# Task goal
In the Conversational G-Eval page, update the part that opens with the words "# To run metric" and closes with "affect the evaluation." by writing it out again with "mandatory" changed to "compulsory".
*** Opening of Excerpt to read ***
Skip to main content

Conversational G-Eval

LLM-as-a-judge
Chatbot metric
Custom metric

The conversational G-Eval is an adopted version of deepeval's popular GEval metric but for evaluating entire conversations instead.

It is currently the best way to define custom criteria to evaluate multi-turn conversations in deepeval. By defining a custom ConversationalGEval, you can easily determine whether your LLM chatbot is able to consistently generate responses that are up to standard with your custom criteria throughout a conversation.

Required Arguments

To use the ConversationalGEval metric, you'll have to provide the following arguments when creating a ConversationalTestCase:

  • turns

You'll also want to supply any additional arguments such as retrieval_context and tools_called in turns if your evaluation criteria depends on these parameters.

Usage

To create a custom metric that evaluates entire LLM conversations, simply instantiate a ConversationalGEval class and define an evaluation criteria in everyday language:

from deepeval import evaluate
from deepeval.test_case import Turn, TurnParams, ConversationalTestCase
from deepeval.metrics import ConversationalGEval

convo_test_case = ConversationalTestCase(
turns=[Turn(role="...", content="..."), Turn(role="...", content="...")]
)
professionalism_metric = ConversationalGEval(
name="Professionalism",
criteria="Determine whether the assistant has acted professionally based on the content."
)

# To run metric as a standalone
# metric.measure(convo_test_case)
# print(metric.score, metric.reason)

evaluate(test_cases=[convo_test_case], metrics=[metric])

There are THREE mandatory and SIX optional parameters required when instantiating an ConversationalGEval class:

  • name: name of metric. This will not affect the evaluation.
  • criteria: a description outlining the specific evaluation aspects for each test case.
  • [Optional] evaluation_params: a list of type TurnParams, include only the parameters that are relevant for evaluation. Defaulted to [TurnParams.CONTENT].
  • [Optional] evaluation_steps: a list of strings outlining the exact steps the LLM should take for evaluation. If evaluation_steps is not provided, ConversationalGEval will generate a series of evaluation_steps on your behalf based on the provided criteria. You can only provide either evaluation_steps OR criteria, and not both.
  • [Optional] threshold: the passing threshold, defaulted to 0.5.
  • [Optional] model: a string specifying which of OpenAI's GPT models to use, OR any custom LLM model of type DeepEvalBaseLLM. Defaulted to 'gpt-4o'.
  • [Optional] strict_mode: a boolean which when set to True, enforces a binary metric score: 1 for perfection, 0 otherwise. It also overrides the current threshold and sets it to 1. Defaulted to False.
  • [Optional] async_mode: a boolean which when set to True, enables concurrent execution within the measure() method. Defaulted to True.
  • [Optional] verbose_mode: a boolean which when set to True, prints the intermediate steps used to calculate said metric to the console, as outlined in the How Is It Calculated section. Defaulted to False.
danger

For accurate and valid results, only turn parameters that are mentioned in criteria/evaluation_steps should be included as a member of evaluation_params.

As a standalone

You can also run the ConversationalGEval on a single test case as a standalone, one-off execution.

...

metric.measure(convo_test_case)
print(metric.score, metric.reason)
caution

This is great for debugging or if you wish to build your own evaluation pipeline, but you will NOT get the benefits (testing reports, Confident AI platform) and all the optimizations (speed, caching, computation) the evaluate() function or deepeval test run offers.

How Is It Calculated?

The ConversationalGEval is an adapted version of GEval, so alike GEval, the ConversationalGEval metric is a two-step algorithm that first generates a series of evaluation_steps using chain of thoughts (CoTs) based on the given criteria, before using the generated evaluation_steps to determine the final score using the evaluation_params presented in each turn.

Unlike regular GEval though, the ConversationalGEval takes the entire conversation history into account during evaluation.

tip

Similar to the original G-Eval paper, the ConversationalGEval metric uses the probabilities of the LLM output tokens to normalize the score by calculating a weighted summation. This step was introduced in the paper to minimize bias in LLM scoring, and is automatically handled by deepeval (unless you're using a custom LLM).
*** Close of Excerpt to read ***
*** Opening of Listed entries ***
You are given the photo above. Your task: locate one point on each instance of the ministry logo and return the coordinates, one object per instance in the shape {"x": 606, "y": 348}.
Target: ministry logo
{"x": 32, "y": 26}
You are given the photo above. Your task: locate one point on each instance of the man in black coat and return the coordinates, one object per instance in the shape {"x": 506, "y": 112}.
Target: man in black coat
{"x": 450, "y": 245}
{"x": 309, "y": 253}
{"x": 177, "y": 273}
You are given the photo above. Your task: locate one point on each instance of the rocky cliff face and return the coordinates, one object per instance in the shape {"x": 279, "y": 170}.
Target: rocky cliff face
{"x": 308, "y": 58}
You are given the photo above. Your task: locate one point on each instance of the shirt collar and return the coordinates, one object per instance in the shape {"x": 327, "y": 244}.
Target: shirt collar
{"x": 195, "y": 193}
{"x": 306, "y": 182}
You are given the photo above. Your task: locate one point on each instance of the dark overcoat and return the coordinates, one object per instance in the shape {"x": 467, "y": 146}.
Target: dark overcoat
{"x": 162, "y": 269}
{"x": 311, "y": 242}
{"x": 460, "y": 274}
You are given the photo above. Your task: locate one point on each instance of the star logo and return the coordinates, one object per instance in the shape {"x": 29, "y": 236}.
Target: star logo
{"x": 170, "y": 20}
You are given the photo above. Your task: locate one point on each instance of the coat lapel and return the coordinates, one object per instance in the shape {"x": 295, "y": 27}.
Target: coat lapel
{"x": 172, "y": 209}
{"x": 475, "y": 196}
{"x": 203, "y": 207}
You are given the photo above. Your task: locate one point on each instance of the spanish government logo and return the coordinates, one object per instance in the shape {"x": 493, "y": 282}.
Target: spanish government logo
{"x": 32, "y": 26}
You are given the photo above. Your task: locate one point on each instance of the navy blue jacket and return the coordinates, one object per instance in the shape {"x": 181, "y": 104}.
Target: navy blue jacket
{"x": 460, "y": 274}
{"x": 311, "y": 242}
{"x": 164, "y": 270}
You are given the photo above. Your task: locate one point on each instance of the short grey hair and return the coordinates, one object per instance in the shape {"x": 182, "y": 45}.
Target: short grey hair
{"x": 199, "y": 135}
*** Close of Listed entries ***
# Answer area
# To run metric as a standalone
# metric.measure(convo_test_case)
# print(metric.score, metric.reason)

evaluate(test_cases=[convo_test_case], metrics=[metric])

There are THREE compulsory and SIX optional parameters required when instantiating an ConversationalGEval class:

  • name: name of metric. This will not affect the evaluation.